练习题目 | 统计下列条目中含有字符串“instance”的行数，只写出数字。

数据列表 |
☆ ☆ ☆ ☆ ☆ ☆ ☆

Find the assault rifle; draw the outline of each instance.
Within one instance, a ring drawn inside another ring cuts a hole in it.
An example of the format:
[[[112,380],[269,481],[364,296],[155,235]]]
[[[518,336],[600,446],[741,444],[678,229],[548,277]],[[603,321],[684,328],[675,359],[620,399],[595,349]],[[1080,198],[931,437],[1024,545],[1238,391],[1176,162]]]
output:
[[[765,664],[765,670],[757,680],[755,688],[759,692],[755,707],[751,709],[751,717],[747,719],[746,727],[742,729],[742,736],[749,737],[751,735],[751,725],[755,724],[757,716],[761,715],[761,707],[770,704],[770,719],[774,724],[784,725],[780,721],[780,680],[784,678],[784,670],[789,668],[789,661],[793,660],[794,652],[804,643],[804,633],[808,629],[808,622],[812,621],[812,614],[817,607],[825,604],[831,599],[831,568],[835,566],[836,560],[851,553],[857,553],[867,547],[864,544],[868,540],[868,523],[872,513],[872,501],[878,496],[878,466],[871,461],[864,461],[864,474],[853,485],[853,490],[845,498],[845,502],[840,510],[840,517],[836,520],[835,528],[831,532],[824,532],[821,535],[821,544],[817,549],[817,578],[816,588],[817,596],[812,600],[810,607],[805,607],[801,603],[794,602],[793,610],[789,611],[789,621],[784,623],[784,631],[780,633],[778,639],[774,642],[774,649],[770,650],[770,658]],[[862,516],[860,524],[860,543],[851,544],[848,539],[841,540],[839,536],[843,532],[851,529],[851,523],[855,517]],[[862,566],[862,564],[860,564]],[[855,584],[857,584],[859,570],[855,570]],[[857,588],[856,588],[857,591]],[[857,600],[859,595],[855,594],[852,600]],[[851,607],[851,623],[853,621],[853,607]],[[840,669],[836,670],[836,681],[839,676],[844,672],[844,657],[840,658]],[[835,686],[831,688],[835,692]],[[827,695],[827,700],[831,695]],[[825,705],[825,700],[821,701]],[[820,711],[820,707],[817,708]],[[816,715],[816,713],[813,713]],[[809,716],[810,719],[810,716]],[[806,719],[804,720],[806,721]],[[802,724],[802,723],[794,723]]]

☆ ☆ ☆ ☆ ☆ ☆ ☆

任务输出 | 2